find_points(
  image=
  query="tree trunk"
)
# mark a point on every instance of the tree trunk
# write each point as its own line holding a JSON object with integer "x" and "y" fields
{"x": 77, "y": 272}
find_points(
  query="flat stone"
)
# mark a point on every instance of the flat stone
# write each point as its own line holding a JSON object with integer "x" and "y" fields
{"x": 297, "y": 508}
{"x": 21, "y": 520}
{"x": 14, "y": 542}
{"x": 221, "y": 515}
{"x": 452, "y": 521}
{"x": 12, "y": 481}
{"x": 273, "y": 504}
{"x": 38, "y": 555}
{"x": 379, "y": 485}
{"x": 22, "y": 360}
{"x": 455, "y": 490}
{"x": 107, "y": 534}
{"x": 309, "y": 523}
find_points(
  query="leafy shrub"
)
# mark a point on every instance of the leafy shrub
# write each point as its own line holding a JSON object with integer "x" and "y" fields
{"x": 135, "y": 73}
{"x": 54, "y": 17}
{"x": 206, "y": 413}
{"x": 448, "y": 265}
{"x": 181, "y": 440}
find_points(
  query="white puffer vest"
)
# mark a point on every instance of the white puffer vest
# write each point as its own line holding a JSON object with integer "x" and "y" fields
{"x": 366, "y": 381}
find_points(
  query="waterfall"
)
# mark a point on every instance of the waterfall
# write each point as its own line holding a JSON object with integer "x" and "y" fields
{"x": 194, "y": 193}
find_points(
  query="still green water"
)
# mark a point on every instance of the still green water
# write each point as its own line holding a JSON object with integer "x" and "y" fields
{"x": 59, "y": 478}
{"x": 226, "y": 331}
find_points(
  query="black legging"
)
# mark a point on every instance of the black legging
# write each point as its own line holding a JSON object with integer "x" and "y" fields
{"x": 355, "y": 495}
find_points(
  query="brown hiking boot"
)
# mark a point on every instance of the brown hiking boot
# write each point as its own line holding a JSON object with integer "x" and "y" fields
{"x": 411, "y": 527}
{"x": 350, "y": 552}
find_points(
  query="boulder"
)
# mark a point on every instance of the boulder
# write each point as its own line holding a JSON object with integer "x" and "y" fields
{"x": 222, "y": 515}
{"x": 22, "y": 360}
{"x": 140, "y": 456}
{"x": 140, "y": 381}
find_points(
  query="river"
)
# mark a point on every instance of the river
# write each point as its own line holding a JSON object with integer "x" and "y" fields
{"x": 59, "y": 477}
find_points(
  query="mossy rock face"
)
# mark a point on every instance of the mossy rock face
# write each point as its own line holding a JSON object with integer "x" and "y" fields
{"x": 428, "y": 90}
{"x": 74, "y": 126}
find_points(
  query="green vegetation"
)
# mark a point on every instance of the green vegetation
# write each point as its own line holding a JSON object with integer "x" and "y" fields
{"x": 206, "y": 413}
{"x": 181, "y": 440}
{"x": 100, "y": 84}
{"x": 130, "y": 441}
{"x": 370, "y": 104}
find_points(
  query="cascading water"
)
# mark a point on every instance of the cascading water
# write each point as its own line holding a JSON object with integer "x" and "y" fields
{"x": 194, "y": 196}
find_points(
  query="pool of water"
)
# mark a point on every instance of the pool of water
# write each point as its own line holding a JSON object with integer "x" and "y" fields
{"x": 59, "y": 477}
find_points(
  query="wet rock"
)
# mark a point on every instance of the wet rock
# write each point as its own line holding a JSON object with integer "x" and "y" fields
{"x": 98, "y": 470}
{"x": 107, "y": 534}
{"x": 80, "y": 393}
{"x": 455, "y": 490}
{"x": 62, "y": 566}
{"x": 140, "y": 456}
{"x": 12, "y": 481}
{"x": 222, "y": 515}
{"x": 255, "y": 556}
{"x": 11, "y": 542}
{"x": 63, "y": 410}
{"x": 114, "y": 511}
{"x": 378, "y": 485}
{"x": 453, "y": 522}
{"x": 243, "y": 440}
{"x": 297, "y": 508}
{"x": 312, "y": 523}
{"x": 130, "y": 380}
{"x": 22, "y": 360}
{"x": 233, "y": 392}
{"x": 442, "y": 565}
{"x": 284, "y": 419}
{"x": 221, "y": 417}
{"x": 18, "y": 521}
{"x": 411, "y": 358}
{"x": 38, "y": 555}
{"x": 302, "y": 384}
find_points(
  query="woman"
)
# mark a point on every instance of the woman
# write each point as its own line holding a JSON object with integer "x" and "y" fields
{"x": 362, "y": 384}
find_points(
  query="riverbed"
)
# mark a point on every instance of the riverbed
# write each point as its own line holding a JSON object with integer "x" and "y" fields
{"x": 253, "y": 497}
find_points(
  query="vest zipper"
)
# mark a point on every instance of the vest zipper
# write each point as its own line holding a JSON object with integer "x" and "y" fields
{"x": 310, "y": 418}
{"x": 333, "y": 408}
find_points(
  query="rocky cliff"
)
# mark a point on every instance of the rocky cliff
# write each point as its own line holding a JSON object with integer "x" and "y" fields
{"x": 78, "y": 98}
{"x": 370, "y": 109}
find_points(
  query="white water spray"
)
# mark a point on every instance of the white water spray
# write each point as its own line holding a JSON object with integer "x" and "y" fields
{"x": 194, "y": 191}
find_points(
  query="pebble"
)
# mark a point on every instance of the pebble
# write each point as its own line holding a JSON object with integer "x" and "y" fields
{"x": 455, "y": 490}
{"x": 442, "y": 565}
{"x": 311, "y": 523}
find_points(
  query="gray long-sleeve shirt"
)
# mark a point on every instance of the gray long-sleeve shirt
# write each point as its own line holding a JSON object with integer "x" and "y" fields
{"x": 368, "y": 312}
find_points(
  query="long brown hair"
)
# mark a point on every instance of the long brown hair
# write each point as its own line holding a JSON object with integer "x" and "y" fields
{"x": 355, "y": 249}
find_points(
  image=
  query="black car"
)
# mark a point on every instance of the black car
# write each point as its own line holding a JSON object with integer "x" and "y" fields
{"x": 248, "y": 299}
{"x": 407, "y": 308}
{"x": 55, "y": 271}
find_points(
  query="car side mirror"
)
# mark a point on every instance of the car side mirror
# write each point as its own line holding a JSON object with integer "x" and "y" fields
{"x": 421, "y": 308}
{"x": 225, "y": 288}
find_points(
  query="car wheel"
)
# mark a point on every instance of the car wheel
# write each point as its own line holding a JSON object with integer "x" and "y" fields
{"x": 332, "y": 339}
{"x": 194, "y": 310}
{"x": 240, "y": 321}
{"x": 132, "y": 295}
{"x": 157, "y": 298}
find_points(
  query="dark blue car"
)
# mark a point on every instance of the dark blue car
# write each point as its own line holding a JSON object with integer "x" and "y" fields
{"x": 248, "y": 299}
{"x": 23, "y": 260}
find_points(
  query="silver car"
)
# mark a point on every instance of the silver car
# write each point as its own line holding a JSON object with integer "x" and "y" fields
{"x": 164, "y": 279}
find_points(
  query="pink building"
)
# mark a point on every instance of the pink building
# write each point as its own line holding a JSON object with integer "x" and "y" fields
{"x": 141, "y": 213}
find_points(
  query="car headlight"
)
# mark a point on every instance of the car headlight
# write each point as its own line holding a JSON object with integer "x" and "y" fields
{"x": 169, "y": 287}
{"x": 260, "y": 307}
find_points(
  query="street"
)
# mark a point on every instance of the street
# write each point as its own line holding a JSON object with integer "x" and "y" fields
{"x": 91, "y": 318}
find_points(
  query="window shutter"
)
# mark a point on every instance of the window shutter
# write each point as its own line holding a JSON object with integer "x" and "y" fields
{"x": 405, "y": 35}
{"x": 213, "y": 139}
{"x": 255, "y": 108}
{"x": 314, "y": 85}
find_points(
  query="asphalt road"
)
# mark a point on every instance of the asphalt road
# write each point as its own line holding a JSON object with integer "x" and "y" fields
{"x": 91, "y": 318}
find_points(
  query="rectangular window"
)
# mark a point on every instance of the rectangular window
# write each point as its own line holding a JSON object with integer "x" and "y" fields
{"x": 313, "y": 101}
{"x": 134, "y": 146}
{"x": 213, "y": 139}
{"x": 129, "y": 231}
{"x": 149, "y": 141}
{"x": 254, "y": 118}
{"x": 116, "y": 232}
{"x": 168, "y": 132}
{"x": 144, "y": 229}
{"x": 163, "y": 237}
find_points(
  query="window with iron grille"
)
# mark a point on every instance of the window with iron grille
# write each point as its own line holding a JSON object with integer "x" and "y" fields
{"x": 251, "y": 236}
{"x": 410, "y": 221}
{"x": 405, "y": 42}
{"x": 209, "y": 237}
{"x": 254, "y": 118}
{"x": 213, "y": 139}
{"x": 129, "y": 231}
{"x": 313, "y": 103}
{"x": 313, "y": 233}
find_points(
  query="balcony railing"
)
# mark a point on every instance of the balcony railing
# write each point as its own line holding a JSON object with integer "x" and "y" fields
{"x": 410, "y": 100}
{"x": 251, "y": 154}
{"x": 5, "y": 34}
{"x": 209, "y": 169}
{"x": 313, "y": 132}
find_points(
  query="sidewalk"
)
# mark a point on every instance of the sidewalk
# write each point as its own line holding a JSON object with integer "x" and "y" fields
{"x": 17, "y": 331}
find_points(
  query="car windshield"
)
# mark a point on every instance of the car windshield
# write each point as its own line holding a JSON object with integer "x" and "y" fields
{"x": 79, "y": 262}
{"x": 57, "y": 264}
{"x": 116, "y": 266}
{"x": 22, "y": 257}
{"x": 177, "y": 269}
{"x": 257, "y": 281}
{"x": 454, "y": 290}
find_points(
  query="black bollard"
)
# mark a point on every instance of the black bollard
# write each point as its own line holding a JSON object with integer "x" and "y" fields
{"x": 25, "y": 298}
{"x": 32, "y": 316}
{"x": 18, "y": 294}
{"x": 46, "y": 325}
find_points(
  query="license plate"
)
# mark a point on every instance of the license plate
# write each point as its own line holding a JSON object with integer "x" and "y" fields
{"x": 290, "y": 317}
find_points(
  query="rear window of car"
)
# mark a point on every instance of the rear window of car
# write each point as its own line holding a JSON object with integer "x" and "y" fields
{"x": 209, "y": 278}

Task goal
Across the material above, count each line with the string "hair" and state the number alone.

Result of this exercise
2